**What you have to do**
Recast the data below as a Markdown table with two columns, Row and Line, giving each non-blank line its own row with its row number. Leave the pictures out.
** START **
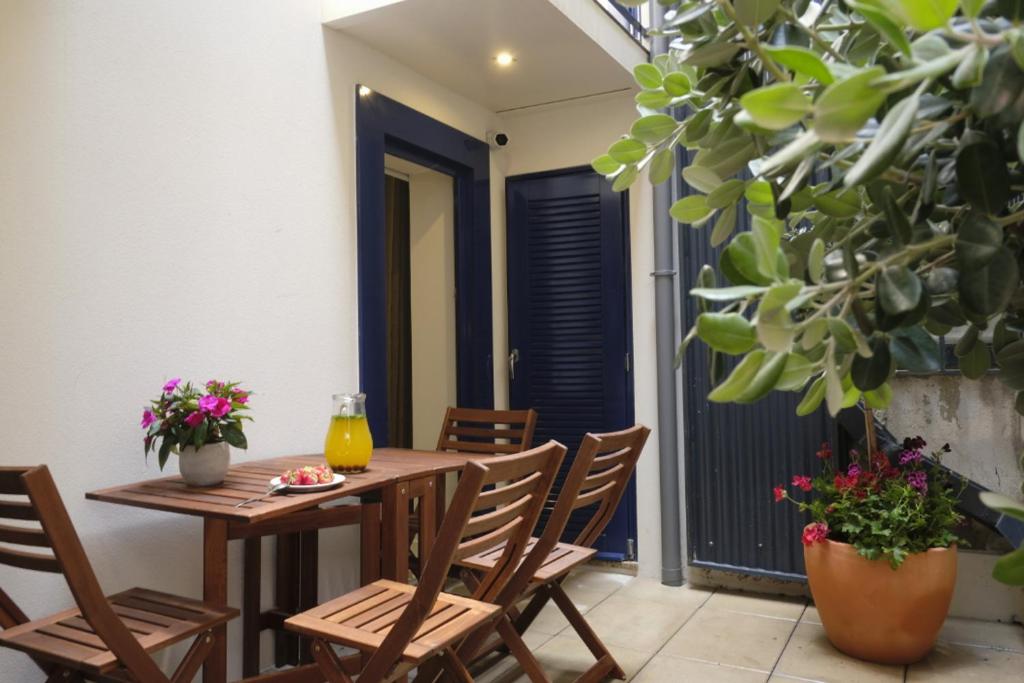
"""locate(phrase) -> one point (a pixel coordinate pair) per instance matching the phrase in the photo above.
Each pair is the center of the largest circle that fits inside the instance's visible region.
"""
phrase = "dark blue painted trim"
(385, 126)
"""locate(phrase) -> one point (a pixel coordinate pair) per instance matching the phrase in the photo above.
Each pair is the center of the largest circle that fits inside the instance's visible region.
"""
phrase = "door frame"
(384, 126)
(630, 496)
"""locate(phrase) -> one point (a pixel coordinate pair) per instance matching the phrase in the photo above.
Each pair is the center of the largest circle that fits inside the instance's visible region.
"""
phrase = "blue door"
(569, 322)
** END **
**Reply to the exercise**
| Row | Line |
|---|---|
| 1 | """locate(phrase) -> one point (a pixel coordinate pair) per instance matching the phrase in the photo above. |
| 2 | Each pair is the center of the largest circle that fits inside the instance's visible region. |
| 3 | """ |
| 4 | phrase = "dark blue painted trim" |
| 5 | (385, 126) |
| 6 | """locate(phrase) -> one point (a pixel coordinate pair) per instance matching the phrase in the photo above. |
| 7 | Each pair is the center of the largest circle that fits inside the instance's visible region. |
| 8 | """ |
| 9 | phrase = "door frame" |
| 10 | (384, 126) |
| 11 | (630, 496) |
| 12 | """locate(phrase) -> one point (a pixel coordinate pair) per instance matching the phrase in the photo above. |
| 13 | Each pair is the center of the largest circle that fits inside the instance's visible region. |
| 14 | """ |
| 15 | phrase = "blue door" |
| 16 | (569, 322) |